*Do this*:
Locate the line containing "Q: give x and y for each instance of the evergreen" in the data below. Reproduce it and every following line up to the end, exactly as given.

### Data shown ###

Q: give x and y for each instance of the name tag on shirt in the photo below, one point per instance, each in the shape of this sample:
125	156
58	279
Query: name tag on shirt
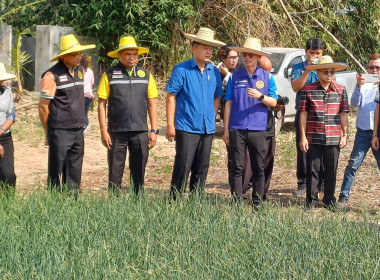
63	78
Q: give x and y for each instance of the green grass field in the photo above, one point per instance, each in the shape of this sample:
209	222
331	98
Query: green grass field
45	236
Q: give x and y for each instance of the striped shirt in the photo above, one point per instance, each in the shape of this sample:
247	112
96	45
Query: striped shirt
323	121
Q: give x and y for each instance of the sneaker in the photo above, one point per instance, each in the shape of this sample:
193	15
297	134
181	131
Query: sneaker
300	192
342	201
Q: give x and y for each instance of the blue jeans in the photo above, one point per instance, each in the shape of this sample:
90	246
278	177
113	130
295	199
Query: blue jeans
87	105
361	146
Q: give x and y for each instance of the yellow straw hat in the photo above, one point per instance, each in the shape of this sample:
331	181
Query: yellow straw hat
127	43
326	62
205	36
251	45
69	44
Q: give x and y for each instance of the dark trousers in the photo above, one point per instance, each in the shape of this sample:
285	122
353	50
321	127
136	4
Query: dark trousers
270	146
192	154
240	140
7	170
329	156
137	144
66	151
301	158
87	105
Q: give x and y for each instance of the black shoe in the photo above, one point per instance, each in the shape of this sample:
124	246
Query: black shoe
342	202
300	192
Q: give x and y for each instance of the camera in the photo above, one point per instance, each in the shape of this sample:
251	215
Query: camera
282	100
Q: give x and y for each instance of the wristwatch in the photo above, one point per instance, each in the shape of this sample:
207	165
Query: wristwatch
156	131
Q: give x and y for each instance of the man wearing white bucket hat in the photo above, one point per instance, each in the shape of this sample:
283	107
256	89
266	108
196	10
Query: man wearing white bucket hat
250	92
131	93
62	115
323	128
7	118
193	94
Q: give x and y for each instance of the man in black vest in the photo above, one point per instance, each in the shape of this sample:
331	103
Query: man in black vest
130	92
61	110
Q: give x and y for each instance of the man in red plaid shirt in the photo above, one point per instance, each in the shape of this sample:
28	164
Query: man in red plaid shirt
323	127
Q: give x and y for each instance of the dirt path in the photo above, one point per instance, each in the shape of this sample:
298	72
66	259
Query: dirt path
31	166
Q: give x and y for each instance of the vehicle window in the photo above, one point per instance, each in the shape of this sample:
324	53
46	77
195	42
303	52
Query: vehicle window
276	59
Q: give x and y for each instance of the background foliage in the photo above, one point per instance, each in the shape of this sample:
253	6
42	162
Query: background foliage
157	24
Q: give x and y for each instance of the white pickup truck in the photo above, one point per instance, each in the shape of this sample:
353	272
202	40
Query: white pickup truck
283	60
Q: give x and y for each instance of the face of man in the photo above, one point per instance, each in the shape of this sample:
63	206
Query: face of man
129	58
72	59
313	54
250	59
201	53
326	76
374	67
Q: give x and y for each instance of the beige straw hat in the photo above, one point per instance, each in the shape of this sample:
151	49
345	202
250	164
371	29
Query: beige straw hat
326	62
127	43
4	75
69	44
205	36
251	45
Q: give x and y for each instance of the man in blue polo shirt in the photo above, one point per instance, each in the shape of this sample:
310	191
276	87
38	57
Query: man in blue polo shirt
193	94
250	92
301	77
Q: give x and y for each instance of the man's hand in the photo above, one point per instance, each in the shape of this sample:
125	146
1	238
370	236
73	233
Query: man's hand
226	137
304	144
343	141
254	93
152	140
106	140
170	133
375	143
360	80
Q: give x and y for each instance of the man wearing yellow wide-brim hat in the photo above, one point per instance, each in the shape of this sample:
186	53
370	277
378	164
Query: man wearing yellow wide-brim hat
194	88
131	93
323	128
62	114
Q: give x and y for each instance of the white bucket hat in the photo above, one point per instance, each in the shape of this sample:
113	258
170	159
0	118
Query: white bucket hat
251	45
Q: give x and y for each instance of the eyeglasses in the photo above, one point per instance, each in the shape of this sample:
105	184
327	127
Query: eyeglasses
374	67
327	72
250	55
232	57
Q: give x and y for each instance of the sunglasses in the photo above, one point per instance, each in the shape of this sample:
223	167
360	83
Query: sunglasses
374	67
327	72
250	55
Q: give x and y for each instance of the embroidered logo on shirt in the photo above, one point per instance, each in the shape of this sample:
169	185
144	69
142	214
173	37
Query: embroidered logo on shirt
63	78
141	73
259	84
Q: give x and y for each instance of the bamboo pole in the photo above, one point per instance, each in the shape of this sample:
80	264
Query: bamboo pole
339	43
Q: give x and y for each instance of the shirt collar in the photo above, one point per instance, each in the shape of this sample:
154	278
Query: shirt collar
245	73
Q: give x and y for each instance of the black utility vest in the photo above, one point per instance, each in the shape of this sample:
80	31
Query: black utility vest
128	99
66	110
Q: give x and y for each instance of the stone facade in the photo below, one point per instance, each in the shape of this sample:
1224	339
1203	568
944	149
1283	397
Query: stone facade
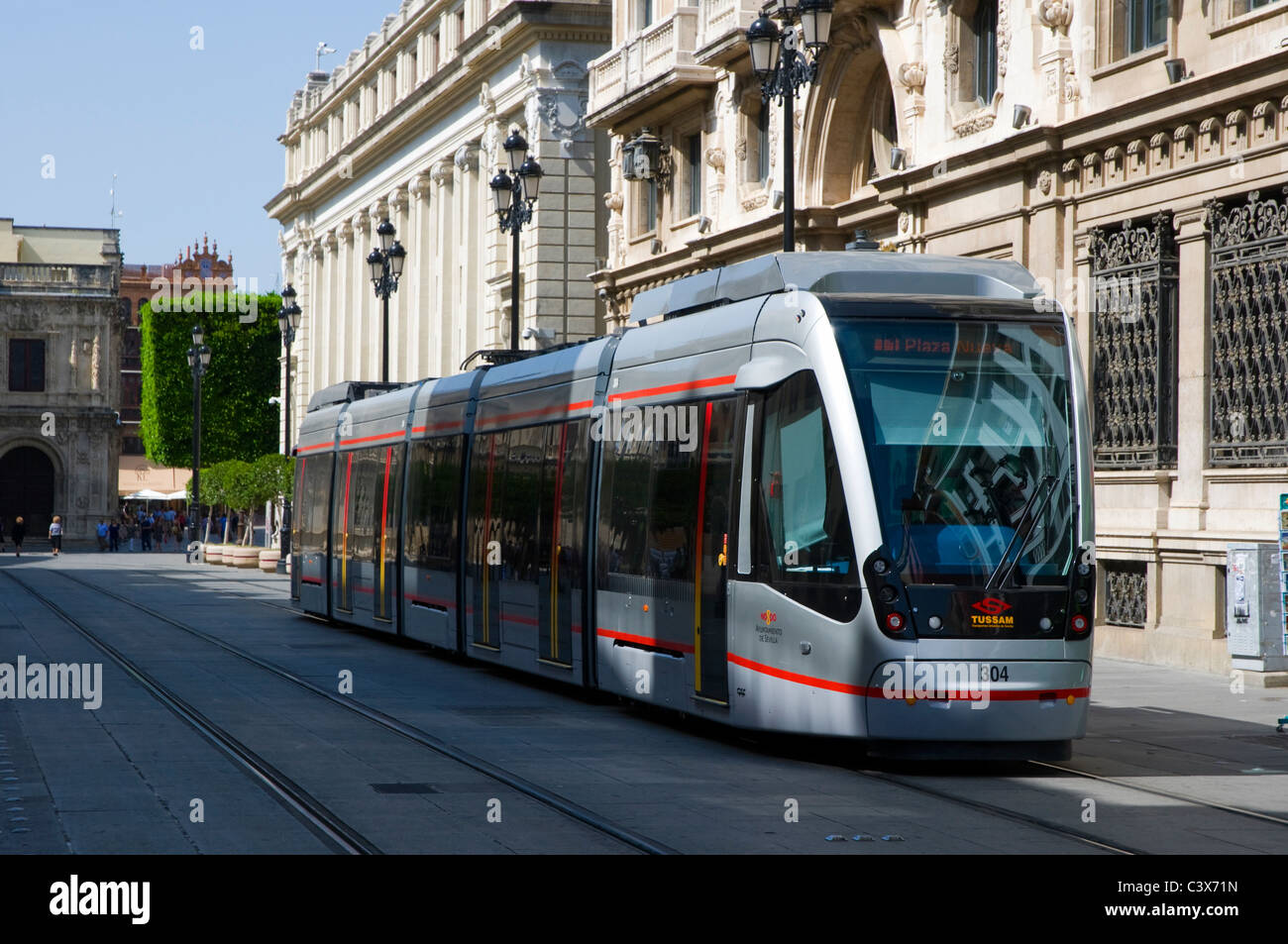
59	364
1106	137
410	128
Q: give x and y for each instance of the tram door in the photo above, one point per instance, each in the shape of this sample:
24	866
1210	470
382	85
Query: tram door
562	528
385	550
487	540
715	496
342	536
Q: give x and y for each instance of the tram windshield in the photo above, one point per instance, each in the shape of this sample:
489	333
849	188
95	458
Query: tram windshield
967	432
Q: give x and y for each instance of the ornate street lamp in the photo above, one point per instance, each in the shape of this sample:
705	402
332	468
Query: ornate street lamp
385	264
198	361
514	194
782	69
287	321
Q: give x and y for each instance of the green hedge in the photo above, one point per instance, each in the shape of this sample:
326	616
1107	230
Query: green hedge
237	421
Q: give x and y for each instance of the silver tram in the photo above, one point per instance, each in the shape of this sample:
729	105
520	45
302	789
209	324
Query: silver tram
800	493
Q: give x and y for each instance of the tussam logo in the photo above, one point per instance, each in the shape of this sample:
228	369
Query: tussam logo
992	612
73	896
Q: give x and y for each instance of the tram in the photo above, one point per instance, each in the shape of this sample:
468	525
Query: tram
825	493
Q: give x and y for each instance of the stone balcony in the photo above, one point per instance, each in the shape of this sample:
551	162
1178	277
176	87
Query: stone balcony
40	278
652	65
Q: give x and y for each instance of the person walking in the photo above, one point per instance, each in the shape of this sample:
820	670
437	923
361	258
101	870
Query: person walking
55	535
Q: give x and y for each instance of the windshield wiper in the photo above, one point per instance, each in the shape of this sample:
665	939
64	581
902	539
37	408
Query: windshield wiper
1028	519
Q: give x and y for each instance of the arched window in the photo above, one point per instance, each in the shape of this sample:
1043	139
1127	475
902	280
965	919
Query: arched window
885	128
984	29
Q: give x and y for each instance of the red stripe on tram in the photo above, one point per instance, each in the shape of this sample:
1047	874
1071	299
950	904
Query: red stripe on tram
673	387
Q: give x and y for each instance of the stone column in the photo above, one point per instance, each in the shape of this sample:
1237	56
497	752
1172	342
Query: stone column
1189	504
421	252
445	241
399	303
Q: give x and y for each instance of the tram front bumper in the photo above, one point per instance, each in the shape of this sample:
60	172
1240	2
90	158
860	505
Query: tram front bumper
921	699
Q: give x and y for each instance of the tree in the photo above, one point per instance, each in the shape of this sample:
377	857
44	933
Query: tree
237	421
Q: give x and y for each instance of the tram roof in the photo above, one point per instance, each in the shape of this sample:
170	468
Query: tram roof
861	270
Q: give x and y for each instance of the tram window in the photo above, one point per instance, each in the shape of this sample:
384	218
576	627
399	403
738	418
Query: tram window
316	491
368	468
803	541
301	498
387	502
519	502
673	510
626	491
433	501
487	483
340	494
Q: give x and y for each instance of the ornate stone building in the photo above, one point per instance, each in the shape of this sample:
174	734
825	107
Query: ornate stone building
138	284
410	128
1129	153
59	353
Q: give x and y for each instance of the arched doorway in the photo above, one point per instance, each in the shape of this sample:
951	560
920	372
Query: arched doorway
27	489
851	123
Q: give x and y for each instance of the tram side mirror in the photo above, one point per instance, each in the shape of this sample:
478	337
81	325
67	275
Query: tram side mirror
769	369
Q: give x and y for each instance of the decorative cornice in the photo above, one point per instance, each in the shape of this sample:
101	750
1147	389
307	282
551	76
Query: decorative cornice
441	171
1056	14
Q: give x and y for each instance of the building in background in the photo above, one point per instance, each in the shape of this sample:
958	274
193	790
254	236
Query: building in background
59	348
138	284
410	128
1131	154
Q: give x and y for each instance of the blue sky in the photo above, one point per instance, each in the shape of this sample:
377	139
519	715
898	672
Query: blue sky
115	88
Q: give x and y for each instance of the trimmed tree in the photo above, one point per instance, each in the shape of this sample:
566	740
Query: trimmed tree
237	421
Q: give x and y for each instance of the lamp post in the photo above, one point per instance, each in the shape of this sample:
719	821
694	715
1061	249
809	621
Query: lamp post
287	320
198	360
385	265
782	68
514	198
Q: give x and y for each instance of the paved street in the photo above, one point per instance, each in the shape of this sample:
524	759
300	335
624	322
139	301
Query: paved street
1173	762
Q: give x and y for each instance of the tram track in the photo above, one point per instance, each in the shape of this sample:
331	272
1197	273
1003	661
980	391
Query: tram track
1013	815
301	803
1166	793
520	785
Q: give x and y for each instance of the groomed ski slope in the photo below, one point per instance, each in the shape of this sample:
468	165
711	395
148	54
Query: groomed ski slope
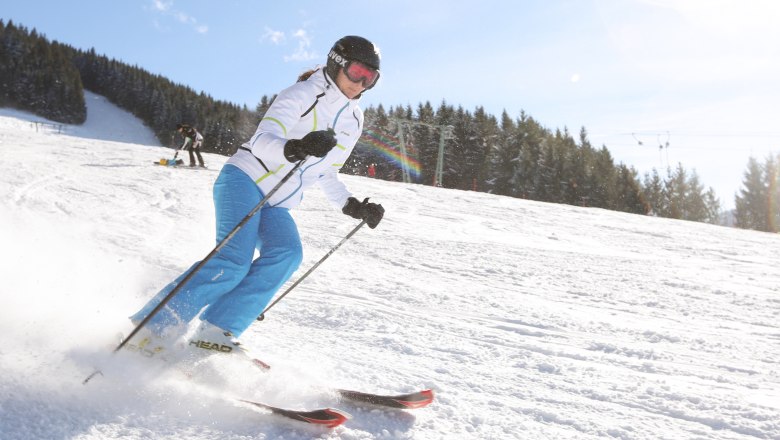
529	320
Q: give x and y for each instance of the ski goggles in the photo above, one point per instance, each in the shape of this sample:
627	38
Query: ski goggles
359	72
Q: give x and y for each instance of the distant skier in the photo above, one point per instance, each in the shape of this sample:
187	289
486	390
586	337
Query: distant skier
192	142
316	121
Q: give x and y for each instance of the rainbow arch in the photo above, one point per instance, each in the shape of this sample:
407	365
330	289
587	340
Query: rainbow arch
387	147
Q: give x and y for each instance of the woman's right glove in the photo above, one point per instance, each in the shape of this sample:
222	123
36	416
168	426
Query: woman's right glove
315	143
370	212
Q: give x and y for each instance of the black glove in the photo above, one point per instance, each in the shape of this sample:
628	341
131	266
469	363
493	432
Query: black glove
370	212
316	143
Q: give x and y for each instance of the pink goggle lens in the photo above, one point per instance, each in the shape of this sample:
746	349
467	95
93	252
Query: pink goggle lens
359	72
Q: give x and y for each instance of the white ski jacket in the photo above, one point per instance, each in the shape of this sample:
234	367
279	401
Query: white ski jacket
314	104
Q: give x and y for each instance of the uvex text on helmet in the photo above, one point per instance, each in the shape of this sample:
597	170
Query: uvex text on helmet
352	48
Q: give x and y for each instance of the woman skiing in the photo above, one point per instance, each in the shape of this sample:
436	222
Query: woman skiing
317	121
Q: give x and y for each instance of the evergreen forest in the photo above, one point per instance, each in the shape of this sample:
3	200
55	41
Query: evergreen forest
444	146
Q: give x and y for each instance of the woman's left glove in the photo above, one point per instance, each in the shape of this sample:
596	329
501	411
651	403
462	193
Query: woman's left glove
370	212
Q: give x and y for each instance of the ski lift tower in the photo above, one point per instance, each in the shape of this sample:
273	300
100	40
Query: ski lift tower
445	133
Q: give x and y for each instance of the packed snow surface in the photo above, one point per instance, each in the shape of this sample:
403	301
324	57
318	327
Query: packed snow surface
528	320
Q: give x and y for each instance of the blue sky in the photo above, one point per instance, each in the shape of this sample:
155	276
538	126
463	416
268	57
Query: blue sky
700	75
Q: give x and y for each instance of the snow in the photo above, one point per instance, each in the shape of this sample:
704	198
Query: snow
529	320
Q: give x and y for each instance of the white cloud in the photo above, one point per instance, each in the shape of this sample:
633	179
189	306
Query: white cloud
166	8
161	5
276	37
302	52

###

*Full response*:
Q: give x and y for each instance of the evergreen forest in the photo above, one point per instance, each in the shape of this sample:
3	200
55	41
Query: evergreen forest
444	146
Q: give x and y for each instance of the woman's left glove in the photo above, one point per instance, each in the shape of this sample:
596	329
501	411
651	403
462	193
Query: woman's left glove
370	212
Q: give x and y for each instance of the ski lift tower in the photo above, one point per instance, each in the shape of this sample:
273	300
100	40
Query: ski lift tower
445	133
Q: give x and y for each instance of the packed snow surface in the photo above, one point per instance, each in the shape of this sample:
403	301
324	57
318	327
Query: packed snow surface
528	320
Q: give x and y for each instance of the blue sky in the photo above, one point per instance, each in the shape of this sample:
155	276
538	126
463	416
268	57
Query: blue sky
700	75
Q: give x and y for each instance of the snow in the photo above, one point per instance, each in the shape of this sample:
704	198
Query: snow
529	320
Q: give x and y for each instance of the white cloud in the photo above, one point per instance, each in the shape of this sample:
633	179
189	306
Query: white cloud
166	8
161	5
276	37
302	52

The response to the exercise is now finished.